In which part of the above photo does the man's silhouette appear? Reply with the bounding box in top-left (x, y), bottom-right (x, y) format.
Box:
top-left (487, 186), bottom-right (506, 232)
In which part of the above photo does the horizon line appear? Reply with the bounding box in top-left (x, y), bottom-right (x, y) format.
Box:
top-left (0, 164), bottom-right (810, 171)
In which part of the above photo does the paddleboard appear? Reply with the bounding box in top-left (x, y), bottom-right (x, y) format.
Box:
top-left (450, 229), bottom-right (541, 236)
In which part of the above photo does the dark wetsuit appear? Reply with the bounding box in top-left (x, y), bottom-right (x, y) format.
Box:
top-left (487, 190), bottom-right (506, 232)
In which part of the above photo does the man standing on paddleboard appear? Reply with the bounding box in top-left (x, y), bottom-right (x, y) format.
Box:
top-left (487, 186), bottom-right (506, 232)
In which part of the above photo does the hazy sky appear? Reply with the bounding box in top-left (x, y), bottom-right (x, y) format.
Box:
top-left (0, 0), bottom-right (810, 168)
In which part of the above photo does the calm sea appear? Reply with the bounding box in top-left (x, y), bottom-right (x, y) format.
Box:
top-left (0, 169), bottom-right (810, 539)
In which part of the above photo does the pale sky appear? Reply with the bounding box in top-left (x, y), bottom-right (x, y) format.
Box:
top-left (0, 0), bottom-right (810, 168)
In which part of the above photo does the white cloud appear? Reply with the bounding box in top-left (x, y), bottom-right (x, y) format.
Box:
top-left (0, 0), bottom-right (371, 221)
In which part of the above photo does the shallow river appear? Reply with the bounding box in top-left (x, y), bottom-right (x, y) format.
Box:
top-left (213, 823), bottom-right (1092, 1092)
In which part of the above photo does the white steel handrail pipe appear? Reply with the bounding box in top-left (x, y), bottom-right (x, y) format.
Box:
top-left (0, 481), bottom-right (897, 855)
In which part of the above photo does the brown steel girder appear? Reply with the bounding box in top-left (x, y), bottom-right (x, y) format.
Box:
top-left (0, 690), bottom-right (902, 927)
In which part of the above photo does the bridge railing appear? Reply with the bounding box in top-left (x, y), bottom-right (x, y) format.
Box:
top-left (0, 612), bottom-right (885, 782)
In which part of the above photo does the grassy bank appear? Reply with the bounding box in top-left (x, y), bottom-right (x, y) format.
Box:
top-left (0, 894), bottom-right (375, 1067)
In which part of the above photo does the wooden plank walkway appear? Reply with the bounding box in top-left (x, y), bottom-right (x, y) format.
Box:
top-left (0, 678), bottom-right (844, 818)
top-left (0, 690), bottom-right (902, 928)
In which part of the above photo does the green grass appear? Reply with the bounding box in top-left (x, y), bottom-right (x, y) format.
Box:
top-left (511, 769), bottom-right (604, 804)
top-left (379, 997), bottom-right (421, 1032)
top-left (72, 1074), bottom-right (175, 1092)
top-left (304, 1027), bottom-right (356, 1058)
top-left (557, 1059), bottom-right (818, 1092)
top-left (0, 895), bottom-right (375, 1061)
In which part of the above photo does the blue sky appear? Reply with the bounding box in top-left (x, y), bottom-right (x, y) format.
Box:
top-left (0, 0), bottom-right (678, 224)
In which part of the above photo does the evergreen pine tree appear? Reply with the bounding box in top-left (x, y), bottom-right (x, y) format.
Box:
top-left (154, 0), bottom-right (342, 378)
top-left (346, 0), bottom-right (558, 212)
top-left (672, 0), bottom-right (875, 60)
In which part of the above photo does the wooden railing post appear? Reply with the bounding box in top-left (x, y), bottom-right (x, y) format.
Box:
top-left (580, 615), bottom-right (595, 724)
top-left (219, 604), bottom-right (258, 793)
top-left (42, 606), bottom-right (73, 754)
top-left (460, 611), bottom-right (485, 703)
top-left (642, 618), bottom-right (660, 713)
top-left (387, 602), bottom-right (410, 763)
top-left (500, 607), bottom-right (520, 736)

--------------------------------------------------

**PROBLEM STATEMENT:**
Copy out the records above from their first line through the line containing "top-left (450, 229), bottom-right (541, 236)", with both ends and the requests included, and add -72 to every coordinate in the answers. Leave out all other lines.

**RESPONSE TO THE TASK:**
In which part of the above photo does the man's silhouette appear? Reply with the bounding box in top-left (x, y), bottom-right (x, y) format.
Box:
top-left (415, 114), bottom-right (434, 160)
In which part of the above photo does the horizon line appear? Reply with the bounding box in top-left (x, y), bottom-right (x, y) format.
Box:
top-left (-72, 92), bottom-right (738, 99)
In which part of the above photo does the paddleboard appear? Reply with the bounding box in top-left (x, y), bottom-right (x, y) format.
Box:
top-left (378, 157), bottom-right (469, 164)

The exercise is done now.